### WRITTEN INSTRUCTION
Reproduce, word for word, the lines of the items below, starting at the line that contains "Can you find the book" and ending with the last line of the items.
──────── EXERCISE INPUT
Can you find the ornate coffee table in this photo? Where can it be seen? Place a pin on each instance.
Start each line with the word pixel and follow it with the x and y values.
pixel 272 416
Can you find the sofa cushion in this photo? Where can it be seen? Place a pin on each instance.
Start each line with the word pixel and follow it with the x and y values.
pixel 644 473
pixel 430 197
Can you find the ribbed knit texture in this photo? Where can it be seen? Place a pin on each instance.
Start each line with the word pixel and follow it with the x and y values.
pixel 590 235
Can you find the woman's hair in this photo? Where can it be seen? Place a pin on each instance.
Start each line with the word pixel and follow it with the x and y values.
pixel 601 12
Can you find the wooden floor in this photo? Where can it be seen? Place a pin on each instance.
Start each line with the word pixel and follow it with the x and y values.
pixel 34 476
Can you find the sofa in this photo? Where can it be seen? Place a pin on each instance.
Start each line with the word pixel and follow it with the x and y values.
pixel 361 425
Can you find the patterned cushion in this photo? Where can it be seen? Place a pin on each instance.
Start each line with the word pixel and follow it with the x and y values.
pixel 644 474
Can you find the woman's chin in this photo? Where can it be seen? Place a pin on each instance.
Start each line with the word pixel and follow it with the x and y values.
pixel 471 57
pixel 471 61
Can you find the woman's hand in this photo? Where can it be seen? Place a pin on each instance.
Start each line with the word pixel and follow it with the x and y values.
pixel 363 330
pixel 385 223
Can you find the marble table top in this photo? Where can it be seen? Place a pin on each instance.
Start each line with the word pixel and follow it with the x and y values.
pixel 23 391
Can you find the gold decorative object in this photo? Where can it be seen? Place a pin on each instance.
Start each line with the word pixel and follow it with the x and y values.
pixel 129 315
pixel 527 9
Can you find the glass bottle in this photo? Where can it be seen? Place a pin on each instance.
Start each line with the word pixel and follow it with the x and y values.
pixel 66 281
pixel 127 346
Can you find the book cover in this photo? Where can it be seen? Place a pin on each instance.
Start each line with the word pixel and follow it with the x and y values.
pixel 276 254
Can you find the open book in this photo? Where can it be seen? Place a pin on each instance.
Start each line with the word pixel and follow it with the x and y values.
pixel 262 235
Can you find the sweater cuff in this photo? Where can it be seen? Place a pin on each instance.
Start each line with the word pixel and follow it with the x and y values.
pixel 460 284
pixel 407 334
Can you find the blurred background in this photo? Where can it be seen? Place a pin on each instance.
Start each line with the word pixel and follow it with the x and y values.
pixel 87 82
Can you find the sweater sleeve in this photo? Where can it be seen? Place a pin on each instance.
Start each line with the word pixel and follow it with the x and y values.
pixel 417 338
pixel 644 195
────────────────
### SOLUTION TO THE EXERCISE
Can you find the book cover in this photo? Where can it be seen? Place a pin on each instance.
Start each line with the word pixel and follow it with the x and y values.
pixel 276 254
Can you find the open book in this photo? Where can it be seen? Place a pin on each instance.
Start each line with the word pixel and follow it with the x and y values.
pixel 262 235
Can you find the sweater cuff in this photo? Where can it be seen? Place a pin on each instance.
Start each line with the word pixel and follow it with the x and y values.
pixel 460 284
pixel 407 334
Can you find the blurred background in this photo? Where can it be seen? Place a pin on each instance.
Start each line with the word pixel and follow it with the x and y values.
pixel 87 82
Can you find the sweater sleeve in this photo? Where can it be seen? Place a pin on each instance.
Start each line with the word pixel and follow it with the x and y values.
pixel 417 338
pixel 644 195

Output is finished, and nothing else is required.